Description of the task:
Give again, word for word, only the lines from the one containing "shadow on ground;" through the final line.

Supplied material:
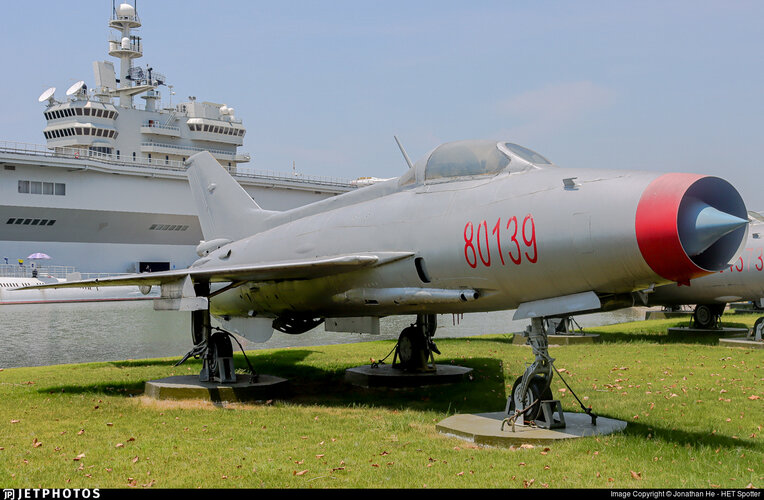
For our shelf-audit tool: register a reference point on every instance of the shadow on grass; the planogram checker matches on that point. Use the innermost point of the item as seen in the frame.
(485, 391)
(310, 385)
(685, 438)
(664, 336)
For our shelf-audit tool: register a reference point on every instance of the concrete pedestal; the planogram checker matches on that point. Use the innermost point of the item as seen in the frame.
(387, 376)
(485, 429)
(189, 387)
(568, 339)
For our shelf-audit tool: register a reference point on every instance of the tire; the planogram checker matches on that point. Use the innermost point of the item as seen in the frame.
(704, 316)
(412, 349)
(537, 387)
(757, 326)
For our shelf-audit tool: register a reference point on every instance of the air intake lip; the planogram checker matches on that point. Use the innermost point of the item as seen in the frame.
(689, 225)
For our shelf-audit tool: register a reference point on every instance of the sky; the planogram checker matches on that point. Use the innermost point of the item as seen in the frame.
(323, 86)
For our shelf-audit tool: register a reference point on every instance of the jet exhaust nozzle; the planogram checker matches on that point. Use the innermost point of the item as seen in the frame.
(690, 225)
(701, 225)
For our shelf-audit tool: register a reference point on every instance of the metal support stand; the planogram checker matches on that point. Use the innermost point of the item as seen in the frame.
(214, 348)
(758, 329)
(552, 415)
(531, 397)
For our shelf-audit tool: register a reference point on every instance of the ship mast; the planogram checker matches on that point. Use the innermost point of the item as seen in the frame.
(126, 48)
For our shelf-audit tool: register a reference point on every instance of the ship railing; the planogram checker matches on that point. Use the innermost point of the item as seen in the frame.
(162, 164)
(214, 151)
(154, 124)
(31, 270)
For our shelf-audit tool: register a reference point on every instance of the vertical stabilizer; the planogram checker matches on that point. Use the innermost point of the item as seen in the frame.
(224, 208)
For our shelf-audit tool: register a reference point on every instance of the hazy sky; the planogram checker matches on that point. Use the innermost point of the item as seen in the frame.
(663, 85)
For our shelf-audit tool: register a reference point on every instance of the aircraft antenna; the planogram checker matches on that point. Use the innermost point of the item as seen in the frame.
(405, 156)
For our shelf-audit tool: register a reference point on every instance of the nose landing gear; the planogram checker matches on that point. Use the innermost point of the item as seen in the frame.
(415, 348)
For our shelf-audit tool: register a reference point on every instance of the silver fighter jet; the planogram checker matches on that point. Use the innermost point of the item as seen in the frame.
(473, 226)
(742, 280)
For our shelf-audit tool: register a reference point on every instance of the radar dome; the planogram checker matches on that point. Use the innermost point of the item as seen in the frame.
(125, 10)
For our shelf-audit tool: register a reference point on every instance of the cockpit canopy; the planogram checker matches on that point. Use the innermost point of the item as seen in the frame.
(474, 158)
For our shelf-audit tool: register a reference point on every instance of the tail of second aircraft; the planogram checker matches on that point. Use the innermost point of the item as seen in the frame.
(225, 209)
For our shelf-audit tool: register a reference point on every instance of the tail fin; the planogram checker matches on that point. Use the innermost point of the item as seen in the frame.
(224, 208)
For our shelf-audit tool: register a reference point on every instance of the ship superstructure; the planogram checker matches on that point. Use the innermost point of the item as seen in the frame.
(109, 191)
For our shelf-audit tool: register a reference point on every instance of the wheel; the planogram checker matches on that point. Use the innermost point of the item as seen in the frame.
(703, 316)
(538, 391)
(412, 349)
(758, 329)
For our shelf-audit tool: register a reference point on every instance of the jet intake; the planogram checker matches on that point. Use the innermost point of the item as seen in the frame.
(689, 225)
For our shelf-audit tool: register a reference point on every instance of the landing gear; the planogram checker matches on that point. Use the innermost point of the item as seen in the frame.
(707, 316)
(415, 348)
(531, 399)
(758, 329)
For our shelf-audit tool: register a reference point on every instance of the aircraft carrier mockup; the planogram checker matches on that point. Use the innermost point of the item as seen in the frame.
(108, 193)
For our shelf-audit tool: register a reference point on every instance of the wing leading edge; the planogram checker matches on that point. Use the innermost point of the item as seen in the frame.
(275, 271)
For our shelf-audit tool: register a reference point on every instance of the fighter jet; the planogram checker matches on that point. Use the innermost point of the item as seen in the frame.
(473, 226)
(743, 280)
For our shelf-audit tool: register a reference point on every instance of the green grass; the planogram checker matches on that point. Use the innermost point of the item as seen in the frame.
(694, 411)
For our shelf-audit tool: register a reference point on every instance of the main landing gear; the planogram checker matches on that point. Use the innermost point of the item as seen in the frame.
(415, 348)
(707, 316)
(530, 402)
(213, 346)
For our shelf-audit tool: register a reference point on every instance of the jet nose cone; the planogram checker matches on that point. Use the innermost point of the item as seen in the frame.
(703, 225)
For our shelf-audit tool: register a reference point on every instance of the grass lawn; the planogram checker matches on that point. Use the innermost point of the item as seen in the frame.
(694, 410)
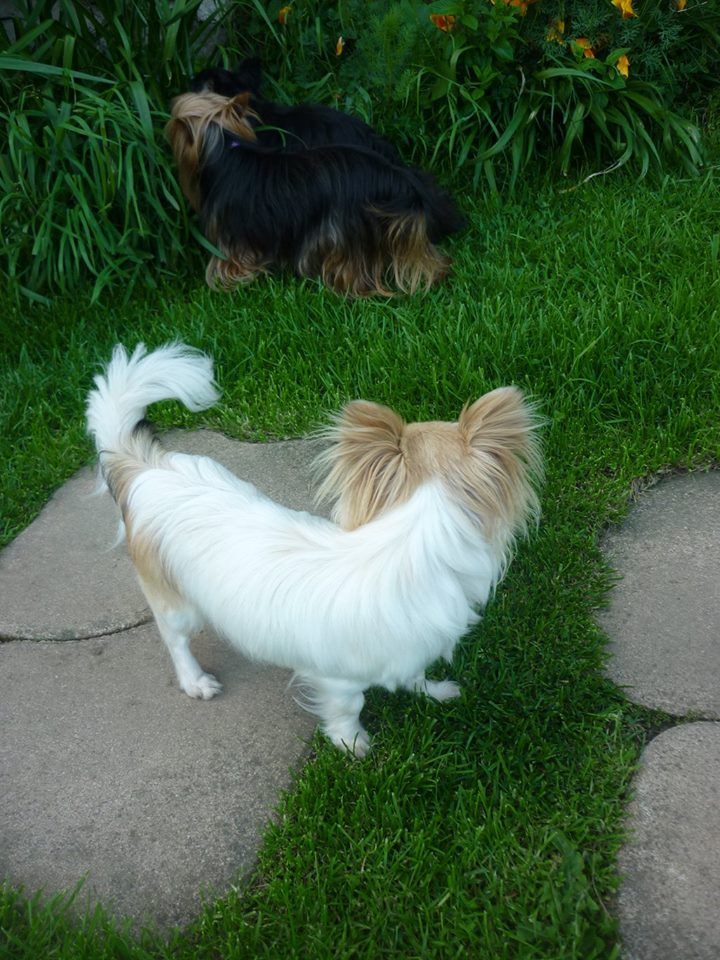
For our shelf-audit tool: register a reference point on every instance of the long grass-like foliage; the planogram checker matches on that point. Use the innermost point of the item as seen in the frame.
(86, 187)
(477, 89)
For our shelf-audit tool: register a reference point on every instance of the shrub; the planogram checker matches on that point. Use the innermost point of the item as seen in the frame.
(86, 187)
(469, 82)
(478, 87)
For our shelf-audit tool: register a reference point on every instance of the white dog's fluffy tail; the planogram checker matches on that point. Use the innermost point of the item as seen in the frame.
(130, 384)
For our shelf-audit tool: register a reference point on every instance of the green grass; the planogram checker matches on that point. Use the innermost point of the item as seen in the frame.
(486, 827)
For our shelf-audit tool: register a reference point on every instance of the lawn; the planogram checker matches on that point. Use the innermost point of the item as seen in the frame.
(486, 827)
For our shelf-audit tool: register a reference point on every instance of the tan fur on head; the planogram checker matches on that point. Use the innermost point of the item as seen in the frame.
(487, 462)
(195, 127)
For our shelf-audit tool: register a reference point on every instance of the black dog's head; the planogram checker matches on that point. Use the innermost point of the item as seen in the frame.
(246, 78)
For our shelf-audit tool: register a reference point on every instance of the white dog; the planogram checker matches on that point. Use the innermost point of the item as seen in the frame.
(424, 521)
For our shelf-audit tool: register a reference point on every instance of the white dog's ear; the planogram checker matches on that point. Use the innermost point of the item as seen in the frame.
(504, 461)
(364, 467)
(500, 423)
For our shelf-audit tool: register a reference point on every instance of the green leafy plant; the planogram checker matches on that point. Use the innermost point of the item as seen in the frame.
(86, 186)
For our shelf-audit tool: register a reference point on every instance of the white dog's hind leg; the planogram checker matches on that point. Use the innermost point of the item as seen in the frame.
(177, 625)
(437, 689)
(338, 704)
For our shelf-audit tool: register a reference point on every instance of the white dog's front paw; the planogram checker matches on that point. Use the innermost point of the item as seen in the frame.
(204, 687)
(442, 689)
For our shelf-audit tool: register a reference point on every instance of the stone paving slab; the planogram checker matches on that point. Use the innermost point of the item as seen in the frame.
(669, 903)
(109, 770)
(664, 613)
(62, 579)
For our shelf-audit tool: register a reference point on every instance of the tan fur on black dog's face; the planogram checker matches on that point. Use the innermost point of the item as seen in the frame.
(195, 126)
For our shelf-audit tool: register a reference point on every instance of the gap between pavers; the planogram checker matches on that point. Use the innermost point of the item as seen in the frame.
(669, 902)
(109, 771)
(664, 623)
(663, 618)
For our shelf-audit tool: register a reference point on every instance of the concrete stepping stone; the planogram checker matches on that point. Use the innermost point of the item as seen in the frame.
(664, 613)
(110, 772)
(669, 903)
(62, 579)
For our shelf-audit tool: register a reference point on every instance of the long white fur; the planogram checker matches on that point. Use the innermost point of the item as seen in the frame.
(345, 610)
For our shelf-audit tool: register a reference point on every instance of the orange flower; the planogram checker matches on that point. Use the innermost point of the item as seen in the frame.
(625, 7)
(586, 47)
(556, 31)
(443, 21)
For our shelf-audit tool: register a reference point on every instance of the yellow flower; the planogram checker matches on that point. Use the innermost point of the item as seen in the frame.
(625, 7)
(443, 21)
(556, 31)
(586, 47)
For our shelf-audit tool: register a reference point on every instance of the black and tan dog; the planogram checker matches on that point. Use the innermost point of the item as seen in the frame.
(304, 187)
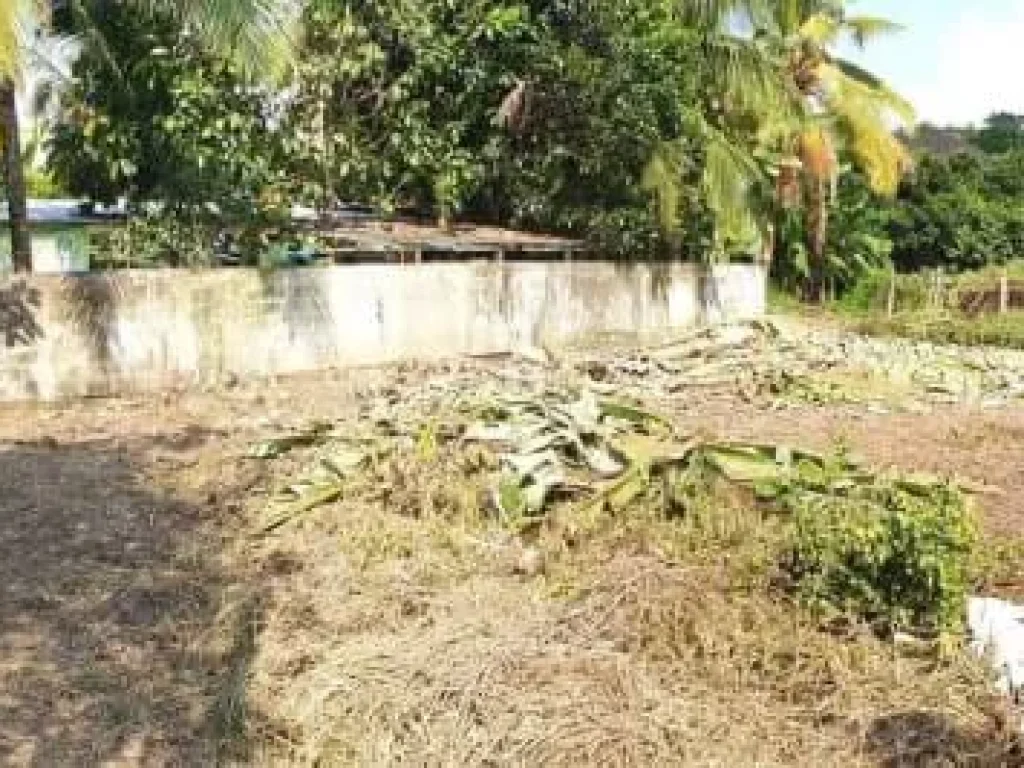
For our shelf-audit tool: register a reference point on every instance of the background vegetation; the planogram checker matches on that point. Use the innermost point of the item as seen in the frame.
(651, 128)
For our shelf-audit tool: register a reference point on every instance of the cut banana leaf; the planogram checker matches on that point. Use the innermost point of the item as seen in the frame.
(481, 432)
(312, 497)
(636, 416)
(276, 446)
(744, 464)
(525, 465)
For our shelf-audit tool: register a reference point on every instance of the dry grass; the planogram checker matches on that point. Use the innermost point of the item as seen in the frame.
(646, 641)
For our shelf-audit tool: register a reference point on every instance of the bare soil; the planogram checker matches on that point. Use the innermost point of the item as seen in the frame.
(141, 626)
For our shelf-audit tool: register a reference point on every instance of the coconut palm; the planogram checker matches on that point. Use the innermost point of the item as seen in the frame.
(258, 33)
(788, 107)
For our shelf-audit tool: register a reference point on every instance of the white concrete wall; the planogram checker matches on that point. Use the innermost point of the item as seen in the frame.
(118, 332)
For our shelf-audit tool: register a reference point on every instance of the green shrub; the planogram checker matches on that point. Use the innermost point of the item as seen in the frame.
(893, 552)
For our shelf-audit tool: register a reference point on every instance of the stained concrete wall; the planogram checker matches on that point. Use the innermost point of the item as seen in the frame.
(119, 332)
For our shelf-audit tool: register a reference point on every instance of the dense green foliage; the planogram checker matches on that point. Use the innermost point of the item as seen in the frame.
(642, 125)
(154, 118)
(898, 553)
(961, 212)
(529, 114)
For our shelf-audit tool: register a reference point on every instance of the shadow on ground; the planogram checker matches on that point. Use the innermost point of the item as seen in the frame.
(121, 634)
(926, 738)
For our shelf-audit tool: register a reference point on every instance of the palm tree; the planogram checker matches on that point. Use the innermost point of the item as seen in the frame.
(787, 105)
(258, 33)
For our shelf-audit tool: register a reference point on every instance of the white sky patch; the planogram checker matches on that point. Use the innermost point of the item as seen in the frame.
(979, 69)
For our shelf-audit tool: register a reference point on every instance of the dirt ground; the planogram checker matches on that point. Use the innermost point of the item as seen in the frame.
(139, 625)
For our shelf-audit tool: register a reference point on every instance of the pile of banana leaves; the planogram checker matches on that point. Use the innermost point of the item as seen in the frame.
(759, 360)
(569, 448)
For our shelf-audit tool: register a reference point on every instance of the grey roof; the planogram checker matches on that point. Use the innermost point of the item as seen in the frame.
(65, 212)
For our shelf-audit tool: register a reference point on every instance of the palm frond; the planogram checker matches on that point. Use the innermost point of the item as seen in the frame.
(261, 35)
(663, 179)
(821, 29)
(715, 14)
(867, 83)
(867, 117)
(15, 20)
(731, 184)
(865, 29)
(748, 77)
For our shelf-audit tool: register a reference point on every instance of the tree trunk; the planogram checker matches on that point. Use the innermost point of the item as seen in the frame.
(20, 242)
(768, 247)
(817, 232)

Response to the task:
For our shelf-audit tool: register a reference point on every instance of the shadow on ground; the planogram checker matches on that point. Use the innermost point of the item as seen in the frame.
(121, 634)
(926, 738)
For our shelf-audit tool: register a reference point on every instance of the palm tree; the planogram checker matches on that point. Use the innermost point of the item as seen in the frame.
(787, 105)
(258, 33)
For our shelf-audit tool: register a reference point on every instance of the white sky patch; the planogram checker matches on that point. Use the innermost point of the item as seen in the frame.
(979, 69)
For our shelf-audit tool: register a reference point on every instance of the dirt ground; the planogram checker matches on that point. Use the innermost point of the item as seen in the frame.
(139, 625)
For our shelf-audit tool: register a reference point on every instance of the pile of banana leaves; the planogram checker matches on that point. Use the innermost point of the item as seen in the frame.
(759, 360)
(569, 448)
For our shelf-audit tool: register a reference point on every instance of the grey roof; the planogram checker matches on that point. Use the innermost point of the item as seen in the frame.
(65, 212)
For our shelf-audit tool: register a reference point on every instance of the palm frond; the planogram checker matches on that point. Use the innermost point of the item as seen in the frame.
(261, 35)
(663, 179)
(821, 29)
(715, 14)
(867, 83)
(867, 117)
(15, 20)
(731, 184)
(865, 29)
(748, 77)
For our shelf-audit tool: register a reference point on every instance of the tree trunk; the planogram checker matches on that point. Use the innermost point of the item as seen in the frame.
(20, 242)
(768, 247)
(817, 232)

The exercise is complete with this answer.